BEGIN

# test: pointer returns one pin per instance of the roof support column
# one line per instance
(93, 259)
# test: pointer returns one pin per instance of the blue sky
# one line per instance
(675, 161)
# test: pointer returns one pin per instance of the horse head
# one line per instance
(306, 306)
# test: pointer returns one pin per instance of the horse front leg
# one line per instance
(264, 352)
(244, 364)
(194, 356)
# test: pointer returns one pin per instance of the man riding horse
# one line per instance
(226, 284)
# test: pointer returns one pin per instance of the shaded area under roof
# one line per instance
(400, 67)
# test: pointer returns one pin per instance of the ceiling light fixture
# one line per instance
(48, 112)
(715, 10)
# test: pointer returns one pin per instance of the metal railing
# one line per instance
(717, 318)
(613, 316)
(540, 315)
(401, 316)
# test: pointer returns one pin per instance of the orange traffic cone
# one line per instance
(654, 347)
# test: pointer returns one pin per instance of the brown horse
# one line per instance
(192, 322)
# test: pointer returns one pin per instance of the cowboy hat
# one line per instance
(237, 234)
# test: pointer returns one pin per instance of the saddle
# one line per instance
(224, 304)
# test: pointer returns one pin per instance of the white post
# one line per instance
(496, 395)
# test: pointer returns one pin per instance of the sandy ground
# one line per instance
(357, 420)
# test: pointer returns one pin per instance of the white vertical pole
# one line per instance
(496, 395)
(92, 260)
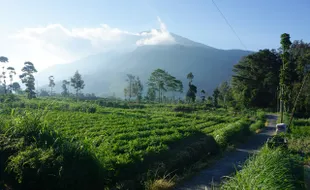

END

▸ **Action item**: The word "roof" may occur in lines of the records. Report how many such lines there are, giving only the number.

▸ **Task answer**: 2